* **Region labeling items**:
┄┄┄┄┄┄

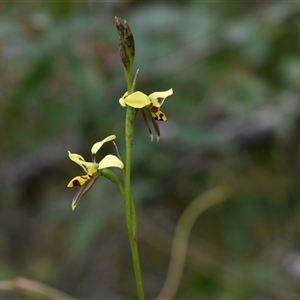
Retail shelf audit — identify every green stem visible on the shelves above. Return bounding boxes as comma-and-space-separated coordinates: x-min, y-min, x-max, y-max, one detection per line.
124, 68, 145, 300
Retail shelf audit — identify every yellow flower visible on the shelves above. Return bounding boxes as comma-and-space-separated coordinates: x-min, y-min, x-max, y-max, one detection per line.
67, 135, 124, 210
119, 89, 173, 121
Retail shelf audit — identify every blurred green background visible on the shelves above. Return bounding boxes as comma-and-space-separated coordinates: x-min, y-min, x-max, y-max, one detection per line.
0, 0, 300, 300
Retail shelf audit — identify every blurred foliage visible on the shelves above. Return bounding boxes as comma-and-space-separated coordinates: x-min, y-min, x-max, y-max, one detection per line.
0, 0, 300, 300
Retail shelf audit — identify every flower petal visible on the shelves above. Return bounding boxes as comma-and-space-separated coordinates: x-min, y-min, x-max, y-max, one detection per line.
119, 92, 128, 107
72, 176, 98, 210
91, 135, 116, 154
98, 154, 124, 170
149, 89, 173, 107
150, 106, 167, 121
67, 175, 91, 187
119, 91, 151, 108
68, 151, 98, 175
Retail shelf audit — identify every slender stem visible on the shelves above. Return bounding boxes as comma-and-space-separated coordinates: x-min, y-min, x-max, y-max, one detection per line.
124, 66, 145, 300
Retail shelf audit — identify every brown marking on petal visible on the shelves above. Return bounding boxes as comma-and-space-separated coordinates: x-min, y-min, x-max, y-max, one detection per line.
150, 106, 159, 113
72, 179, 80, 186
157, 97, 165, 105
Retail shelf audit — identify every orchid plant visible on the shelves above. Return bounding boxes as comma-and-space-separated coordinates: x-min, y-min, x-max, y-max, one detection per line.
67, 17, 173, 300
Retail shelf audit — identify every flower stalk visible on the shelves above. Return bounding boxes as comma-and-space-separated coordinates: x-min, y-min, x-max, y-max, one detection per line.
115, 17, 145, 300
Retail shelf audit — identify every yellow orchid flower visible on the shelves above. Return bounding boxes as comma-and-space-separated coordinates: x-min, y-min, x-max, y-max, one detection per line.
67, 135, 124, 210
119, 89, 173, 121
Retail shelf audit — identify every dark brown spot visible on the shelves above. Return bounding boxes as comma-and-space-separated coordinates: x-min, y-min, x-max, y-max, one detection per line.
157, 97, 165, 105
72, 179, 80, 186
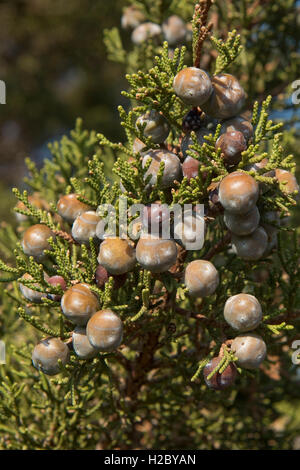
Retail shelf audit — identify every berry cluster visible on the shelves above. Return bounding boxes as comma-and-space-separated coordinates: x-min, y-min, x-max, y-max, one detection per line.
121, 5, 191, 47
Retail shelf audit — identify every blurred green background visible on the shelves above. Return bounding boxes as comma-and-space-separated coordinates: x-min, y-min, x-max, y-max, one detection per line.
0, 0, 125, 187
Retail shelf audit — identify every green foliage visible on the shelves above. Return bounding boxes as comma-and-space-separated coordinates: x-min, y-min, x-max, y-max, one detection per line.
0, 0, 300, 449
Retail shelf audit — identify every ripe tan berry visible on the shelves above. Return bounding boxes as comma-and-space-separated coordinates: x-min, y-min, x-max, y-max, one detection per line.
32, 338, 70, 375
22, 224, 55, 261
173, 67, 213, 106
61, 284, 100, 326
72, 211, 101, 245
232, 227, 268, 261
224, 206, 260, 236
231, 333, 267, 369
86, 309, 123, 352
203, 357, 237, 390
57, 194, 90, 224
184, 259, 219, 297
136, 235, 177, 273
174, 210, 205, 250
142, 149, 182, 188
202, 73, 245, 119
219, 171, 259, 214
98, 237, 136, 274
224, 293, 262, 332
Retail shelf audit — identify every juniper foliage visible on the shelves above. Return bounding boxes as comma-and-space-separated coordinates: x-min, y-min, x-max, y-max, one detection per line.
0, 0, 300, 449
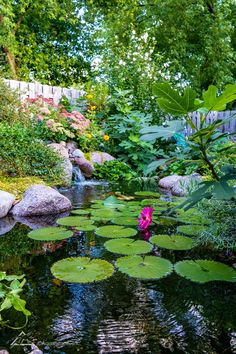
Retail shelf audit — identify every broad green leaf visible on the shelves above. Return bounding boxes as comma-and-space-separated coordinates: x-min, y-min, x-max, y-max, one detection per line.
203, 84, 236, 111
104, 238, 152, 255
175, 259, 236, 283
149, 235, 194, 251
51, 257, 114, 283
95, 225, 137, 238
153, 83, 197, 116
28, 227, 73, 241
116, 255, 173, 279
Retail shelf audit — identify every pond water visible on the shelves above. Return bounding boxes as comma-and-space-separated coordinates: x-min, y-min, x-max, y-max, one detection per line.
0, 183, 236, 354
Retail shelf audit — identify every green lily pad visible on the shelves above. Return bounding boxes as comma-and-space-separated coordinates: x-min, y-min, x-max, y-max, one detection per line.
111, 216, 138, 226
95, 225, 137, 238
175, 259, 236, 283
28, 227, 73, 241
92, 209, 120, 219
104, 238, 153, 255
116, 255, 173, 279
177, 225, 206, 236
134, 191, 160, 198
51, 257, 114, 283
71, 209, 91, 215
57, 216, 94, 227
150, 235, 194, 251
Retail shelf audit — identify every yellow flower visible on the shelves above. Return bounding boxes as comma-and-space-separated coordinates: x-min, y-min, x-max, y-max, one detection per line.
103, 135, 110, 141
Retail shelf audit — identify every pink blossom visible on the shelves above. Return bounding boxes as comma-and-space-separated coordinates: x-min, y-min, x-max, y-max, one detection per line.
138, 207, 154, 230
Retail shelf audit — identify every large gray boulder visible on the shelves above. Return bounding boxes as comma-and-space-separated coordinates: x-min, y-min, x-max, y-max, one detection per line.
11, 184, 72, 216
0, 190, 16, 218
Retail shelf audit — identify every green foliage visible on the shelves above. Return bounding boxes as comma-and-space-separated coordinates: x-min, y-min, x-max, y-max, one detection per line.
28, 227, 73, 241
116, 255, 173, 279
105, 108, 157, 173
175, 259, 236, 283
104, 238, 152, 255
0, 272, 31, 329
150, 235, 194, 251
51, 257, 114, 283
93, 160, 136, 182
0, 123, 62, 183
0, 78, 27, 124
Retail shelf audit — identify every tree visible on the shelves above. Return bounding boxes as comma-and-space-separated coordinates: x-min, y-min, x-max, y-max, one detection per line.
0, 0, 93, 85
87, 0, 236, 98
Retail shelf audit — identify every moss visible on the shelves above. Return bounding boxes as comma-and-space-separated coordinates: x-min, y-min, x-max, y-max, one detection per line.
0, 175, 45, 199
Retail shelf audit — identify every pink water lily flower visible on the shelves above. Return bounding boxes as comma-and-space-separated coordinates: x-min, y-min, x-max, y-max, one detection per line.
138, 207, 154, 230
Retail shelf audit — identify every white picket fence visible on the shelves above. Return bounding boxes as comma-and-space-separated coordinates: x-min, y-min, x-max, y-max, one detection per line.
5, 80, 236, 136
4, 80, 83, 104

┄┄┄┄┄┄

* **AIM OF THE TASK**:
Rescale the box coordinates in the answers from the line containing "Retail shelf audit — identify every pink water" through the end of the items, multiplying each by 0.5 and rounding to whole numbers with halves going up. Reproduce every line in that range, requests included, and leave the request text and its format sample unchanged.

* **EXERCISE RESPONSE**:
Retail shelf audit — identify every pink water lily flower visible on the shelves above. Return bounding boxes as comma-and-space-separated coordinates: x-min, y-min, x-max, y-max, one detection per line.
69, 104, 77, 115
Retail shelf audit — identify every white picket fence visible on the shelves above. Return bounding boxes as comma-and-space-separated coordinates: x-min, y-min, x-max, y-max, one detection per line.
3, 40, 118, 68
2, 40, 42, 52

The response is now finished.